#### INPUT MATERIAL
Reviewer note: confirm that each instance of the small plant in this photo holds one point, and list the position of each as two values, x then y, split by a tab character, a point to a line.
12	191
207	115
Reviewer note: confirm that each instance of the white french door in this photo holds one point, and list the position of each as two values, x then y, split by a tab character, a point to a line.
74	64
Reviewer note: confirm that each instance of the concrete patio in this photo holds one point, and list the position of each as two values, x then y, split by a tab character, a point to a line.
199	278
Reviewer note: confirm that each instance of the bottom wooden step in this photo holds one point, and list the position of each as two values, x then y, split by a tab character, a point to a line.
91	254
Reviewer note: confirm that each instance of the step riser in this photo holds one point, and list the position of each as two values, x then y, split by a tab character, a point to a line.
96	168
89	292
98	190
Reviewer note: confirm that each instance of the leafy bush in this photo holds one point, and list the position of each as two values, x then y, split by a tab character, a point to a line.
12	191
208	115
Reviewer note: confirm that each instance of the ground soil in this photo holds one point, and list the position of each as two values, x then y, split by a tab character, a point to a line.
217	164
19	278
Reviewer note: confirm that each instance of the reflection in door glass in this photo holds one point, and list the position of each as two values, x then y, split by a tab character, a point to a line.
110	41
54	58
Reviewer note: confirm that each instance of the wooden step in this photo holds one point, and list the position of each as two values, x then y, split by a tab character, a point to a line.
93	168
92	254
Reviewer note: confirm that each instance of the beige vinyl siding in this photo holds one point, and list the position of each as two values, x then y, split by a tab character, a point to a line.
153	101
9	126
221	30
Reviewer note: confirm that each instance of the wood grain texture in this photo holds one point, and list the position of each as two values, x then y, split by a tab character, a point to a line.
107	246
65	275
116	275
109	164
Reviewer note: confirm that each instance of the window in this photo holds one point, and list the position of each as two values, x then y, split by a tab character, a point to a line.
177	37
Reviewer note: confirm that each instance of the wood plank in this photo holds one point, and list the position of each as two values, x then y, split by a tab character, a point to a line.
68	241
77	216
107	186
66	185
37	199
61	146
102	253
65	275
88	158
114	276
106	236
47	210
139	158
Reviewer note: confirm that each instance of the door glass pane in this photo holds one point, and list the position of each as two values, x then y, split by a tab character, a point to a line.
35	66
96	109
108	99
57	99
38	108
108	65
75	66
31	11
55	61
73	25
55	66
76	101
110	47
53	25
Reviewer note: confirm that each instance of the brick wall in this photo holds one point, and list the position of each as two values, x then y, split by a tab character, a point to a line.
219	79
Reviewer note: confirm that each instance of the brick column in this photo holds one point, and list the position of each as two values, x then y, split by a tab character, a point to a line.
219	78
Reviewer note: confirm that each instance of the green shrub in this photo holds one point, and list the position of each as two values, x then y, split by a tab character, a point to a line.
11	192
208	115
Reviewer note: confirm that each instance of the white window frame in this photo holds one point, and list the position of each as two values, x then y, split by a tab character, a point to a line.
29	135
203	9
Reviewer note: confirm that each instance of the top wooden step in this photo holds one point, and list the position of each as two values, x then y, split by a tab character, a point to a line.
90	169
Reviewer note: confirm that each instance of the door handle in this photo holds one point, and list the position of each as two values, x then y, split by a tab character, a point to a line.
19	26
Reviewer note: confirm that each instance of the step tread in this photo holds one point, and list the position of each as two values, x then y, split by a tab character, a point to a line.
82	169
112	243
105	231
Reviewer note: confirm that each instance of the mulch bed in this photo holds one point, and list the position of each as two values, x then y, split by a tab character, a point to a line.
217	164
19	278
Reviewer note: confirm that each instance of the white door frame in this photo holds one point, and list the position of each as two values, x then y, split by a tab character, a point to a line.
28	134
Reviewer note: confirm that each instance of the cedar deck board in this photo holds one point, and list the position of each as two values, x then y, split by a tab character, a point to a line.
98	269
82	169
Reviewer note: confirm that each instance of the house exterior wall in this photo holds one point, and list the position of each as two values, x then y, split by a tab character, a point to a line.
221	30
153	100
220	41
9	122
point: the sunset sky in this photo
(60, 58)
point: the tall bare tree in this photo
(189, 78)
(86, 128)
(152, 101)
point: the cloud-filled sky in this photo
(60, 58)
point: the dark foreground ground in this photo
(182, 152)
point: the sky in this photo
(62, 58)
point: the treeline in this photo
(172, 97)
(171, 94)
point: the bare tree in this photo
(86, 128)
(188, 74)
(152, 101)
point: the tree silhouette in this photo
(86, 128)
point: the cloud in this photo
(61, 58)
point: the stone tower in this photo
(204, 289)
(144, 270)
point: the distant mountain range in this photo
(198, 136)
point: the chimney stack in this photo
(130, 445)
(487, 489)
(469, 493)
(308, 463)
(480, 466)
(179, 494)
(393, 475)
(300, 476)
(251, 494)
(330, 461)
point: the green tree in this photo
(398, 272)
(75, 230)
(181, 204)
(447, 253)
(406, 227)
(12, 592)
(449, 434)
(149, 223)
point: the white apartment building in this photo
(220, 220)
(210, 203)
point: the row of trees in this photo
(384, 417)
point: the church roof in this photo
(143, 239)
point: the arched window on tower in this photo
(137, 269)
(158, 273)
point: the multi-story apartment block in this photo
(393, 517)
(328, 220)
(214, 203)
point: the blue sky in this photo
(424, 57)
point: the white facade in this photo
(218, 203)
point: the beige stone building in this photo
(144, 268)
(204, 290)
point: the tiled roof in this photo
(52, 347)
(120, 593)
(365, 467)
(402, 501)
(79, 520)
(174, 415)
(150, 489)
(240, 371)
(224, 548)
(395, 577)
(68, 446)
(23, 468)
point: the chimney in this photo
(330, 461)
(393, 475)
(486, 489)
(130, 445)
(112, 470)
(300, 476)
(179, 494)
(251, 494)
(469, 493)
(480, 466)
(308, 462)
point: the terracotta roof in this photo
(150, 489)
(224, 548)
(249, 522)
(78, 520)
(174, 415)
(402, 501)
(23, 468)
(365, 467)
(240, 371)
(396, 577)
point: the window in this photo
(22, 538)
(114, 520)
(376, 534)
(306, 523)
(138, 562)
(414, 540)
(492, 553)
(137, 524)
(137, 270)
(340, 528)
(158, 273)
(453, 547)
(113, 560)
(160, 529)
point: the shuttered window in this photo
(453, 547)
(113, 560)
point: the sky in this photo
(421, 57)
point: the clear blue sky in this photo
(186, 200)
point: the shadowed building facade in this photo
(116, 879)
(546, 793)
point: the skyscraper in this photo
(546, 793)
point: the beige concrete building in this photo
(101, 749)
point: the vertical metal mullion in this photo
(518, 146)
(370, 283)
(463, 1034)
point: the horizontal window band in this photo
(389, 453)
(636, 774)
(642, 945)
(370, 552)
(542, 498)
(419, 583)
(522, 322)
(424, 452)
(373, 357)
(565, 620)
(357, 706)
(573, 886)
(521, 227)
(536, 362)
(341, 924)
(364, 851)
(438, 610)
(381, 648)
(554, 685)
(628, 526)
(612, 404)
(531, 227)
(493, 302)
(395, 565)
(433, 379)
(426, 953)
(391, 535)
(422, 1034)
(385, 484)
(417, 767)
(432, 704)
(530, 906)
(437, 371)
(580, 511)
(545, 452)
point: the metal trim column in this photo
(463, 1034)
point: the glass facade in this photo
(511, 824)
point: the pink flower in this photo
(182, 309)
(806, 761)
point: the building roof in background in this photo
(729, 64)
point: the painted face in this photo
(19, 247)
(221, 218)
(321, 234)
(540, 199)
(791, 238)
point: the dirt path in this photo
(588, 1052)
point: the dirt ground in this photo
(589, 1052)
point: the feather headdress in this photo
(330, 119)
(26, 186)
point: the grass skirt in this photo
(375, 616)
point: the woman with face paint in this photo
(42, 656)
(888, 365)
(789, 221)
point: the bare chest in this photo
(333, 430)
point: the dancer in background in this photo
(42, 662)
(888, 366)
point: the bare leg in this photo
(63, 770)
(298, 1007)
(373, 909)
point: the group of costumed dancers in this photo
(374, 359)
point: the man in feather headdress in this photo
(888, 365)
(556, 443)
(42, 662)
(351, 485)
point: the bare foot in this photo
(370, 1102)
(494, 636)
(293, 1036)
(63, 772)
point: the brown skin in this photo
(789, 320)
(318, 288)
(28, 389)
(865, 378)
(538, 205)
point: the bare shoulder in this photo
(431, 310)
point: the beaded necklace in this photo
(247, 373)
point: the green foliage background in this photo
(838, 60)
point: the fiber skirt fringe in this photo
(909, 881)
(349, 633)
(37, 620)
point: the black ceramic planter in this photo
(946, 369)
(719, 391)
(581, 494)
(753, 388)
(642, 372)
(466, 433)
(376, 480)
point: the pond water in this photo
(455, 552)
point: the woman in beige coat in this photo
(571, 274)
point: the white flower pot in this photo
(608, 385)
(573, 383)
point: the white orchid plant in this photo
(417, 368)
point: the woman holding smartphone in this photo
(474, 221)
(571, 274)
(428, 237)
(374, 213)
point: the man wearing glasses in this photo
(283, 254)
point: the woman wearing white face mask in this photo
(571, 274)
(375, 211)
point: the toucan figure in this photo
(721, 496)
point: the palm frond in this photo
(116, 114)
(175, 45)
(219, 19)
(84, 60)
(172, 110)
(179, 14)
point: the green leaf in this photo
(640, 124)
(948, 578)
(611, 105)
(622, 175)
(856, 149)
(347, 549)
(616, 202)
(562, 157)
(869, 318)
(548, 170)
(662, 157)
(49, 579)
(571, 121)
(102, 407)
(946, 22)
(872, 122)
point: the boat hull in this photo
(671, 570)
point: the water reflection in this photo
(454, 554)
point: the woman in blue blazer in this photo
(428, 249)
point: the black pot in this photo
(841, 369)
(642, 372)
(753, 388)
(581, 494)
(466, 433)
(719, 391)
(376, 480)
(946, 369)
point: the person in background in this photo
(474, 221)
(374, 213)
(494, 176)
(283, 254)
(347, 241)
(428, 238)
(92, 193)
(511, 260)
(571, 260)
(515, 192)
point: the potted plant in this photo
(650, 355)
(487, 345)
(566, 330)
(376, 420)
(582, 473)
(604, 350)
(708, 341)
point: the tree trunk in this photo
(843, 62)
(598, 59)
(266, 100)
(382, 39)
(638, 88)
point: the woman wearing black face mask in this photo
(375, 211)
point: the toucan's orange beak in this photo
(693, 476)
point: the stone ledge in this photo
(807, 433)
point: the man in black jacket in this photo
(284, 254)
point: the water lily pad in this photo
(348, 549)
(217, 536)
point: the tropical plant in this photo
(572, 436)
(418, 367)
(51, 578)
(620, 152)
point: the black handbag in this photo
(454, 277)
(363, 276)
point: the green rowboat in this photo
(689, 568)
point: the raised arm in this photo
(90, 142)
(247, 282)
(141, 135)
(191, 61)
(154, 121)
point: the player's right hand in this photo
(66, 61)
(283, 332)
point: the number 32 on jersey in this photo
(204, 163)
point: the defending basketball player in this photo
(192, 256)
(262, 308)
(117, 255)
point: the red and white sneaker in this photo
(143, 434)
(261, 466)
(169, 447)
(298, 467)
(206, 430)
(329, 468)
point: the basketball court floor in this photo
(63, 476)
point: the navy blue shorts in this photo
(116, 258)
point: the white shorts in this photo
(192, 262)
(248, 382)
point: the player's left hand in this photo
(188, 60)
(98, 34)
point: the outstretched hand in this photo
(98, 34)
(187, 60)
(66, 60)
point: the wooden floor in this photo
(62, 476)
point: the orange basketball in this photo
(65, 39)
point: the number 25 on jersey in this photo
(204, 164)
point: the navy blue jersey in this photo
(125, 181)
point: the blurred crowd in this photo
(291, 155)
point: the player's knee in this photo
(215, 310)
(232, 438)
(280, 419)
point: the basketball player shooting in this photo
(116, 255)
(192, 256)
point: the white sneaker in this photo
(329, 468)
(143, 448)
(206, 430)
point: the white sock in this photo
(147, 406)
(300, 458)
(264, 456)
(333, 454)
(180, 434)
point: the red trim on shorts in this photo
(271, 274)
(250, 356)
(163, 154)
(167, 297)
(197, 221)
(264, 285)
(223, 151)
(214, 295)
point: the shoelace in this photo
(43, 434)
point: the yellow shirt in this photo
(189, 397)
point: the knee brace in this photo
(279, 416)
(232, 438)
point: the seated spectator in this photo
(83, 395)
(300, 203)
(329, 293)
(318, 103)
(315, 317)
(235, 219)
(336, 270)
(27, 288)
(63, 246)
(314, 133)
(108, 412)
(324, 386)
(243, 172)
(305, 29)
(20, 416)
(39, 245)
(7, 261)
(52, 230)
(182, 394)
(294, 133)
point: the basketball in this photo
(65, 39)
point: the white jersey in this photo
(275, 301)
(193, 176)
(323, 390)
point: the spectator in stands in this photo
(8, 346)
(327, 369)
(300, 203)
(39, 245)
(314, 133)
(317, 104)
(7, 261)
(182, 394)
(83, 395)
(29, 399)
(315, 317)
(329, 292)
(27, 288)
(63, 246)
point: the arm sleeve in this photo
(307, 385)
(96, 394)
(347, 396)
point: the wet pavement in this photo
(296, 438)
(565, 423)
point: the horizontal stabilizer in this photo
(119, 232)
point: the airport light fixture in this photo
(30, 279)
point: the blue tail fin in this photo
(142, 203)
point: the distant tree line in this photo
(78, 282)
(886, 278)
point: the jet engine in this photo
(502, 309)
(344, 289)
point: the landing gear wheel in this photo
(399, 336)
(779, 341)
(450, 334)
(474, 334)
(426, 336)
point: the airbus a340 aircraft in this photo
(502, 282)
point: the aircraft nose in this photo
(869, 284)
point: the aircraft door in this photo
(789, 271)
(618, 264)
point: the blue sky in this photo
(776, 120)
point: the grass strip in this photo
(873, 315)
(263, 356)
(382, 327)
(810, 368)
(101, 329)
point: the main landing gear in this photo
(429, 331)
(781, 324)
########
Take the line in which "point: the airport" occurs and each subsequent line through the end; give these lines again without alteration.

point: the airport light fixture in this photo
(30, 279)
point: the blue tail fin in this photo
(142, 203)
point: the distant tree line in this photo
(78, 282)
(886, 278)
point: the jet engine in this photo
(502, 309)
(344, 289)
point: the landing gear wheel in this photo
(399, 336)
(779, 341)
(450, 334)
(474, 334)
(426, 336)
point: the airbus a340 aircraft in this photo
(502, 282)
point: the aircraft nose in this photo
(869, 284)
point: the aircraft door in this photo
(789, 271)
(618, 264)
point: the blue sky in this photo
(776, 120)
point: the grass strip in this photo
(873, 315)
(263, 356)
(382, 327)
(810, 368)
(101, 329)
point: the main landing gear in this photo
(429, 331)
(781, 324)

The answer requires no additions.